* Recorded data
-----

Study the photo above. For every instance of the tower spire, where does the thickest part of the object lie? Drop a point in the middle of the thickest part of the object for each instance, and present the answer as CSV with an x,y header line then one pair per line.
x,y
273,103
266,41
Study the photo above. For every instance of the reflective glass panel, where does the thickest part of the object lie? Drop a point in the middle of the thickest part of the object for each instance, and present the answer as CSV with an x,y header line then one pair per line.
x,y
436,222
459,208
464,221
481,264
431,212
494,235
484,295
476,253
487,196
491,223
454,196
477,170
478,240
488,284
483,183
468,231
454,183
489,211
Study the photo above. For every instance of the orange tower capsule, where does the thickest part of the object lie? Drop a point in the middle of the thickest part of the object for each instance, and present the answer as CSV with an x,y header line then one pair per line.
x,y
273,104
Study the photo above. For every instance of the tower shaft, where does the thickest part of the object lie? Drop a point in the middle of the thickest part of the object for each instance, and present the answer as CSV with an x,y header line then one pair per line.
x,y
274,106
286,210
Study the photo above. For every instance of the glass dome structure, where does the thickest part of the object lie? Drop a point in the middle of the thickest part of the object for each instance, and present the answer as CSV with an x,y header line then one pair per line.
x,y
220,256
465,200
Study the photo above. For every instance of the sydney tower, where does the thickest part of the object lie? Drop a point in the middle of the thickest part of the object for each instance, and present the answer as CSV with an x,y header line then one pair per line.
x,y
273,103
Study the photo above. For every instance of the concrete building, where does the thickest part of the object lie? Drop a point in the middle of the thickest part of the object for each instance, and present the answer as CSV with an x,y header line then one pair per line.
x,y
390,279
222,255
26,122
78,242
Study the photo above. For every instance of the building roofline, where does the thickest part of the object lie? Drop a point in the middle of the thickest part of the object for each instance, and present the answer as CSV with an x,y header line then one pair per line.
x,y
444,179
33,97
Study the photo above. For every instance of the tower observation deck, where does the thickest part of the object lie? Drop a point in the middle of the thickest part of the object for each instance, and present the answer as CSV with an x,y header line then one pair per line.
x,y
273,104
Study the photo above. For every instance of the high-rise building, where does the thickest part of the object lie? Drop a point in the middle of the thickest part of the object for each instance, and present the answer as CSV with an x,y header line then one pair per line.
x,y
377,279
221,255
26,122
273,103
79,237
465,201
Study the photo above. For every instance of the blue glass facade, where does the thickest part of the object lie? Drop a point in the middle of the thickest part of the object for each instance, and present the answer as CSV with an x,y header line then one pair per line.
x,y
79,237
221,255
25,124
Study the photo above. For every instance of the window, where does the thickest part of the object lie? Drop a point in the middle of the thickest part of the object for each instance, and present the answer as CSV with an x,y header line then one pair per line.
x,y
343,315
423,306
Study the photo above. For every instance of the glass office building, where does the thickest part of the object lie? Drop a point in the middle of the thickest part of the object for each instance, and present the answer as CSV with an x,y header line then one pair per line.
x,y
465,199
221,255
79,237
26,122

-----

* Exercise instructions
Repeat the whole listing above without any change.

* Solution for this exercise
Study the photo above. For every instance of the tower spire, where does the thickest part of the object lie? Drop a point in the middle of the thickest part of the object for each instance, and present the answer as CSV with an x,y header line then one pair per line.
x,y
273,103
266,41
Study the photo above. For every instance of the reflective glass panel, where does the thickest part of the object lie? Drop a point in the middle of the thickest part of the object for each instance, and present the answer as CSV with an x,y header line then one pair per line.
x,y
436,222
459,208
464,221
481,264
431,212
494,235
484,295
476,253
487,196
491,223
454,196
477,170
478,240
488,284
483,183
468,231
454,183
489,211
Study the photo above. For every instance of the orange tower capsule, where does the thickest part of the object lie? Drop a point in the middle of the thickest part of the object for each instance, and present the answer as CSV with an x,y header line then one pair per line.
x,y
273,104
Study the photo above. For every instance of the tower shaft, where does the thickest part of the object lie? Drop a point in the middle of the thickest part of the object for each instance, and present the answer as CSV with an x,y header line then one pair per line.
x,y
274,106
286,210
Study the photo above. For every instance of the glass dome structure, where does the thickest part of the object lie? Drop a point in the middle of the thickest part of the object for each instance, and present the answer as CSV with an x,y header line then one pair per line.
x,y
220,256
465,200
Study the photo above. For every instance of the sydney tower, where does the thickest part of the object lie? Drop a point in the middle of the thickest part of the object for each instance, and present the answer as CSV with an x,y header line then one pair per line.
x,y
273,103
Study the photo above. For every instance of the concrete building, where does the thickest part of the object lie? Drop a point in the middle of the thickest part of the object for each instance, and present the answer as CSV with an x,y header line then one pair per line.
x,y
390,279
222,255
26,122
78,242
Study the photo above. For every instance of the building roofline, where does the thickest part of the object lie? Drop a point in the middle of the thickest part of the object for each instance, and present the answer as CSV with an x,y header line then one pair per line.
x,y
444,179
33,97
Study the photo above. For every instance of the tower observation deck, where does the thickest part of the object lie? Drop a point in the middle of the thickest part of the object for each instance, and present the answer as CSV with an x,y header line then one pair per line.
x,y
273,104
Study the photo above. For every instance of the high-rise building, where does the thickest part of the object lie? Drop a point in the middle of the thickest part of the object for each instance, and present the answer as CSV with an x,y header line then one pair per line.
x,y
377,279
221,255
26,122
273,103
79,237
465,201
Study the photo above. For every instance of the blue glass facade, where does the thickest part of the object lie? Drop a point in the middle of the thickest part of the object for each instance, and present the answer as CSV with an x,y header line then one pair per line.
x,y
79,237
221,255
25,124
Study the photo above. For every instance of the window, where does the thickest part of the object lie? Drop a point in the middle of the thickest part of the object for each instance, and present the answer as CSV with an x,y header line then one pair per line.
x,y
343,315
423,306
Study the photo above. For every instance of the glass office building, where does the thickest part of the object lie? Drop a point in the middle of the thickest part of the object for each instance, and present the answer as CSV with an x,y header line then one pair per line.
x,y
465,199
221,255
79,237
26,122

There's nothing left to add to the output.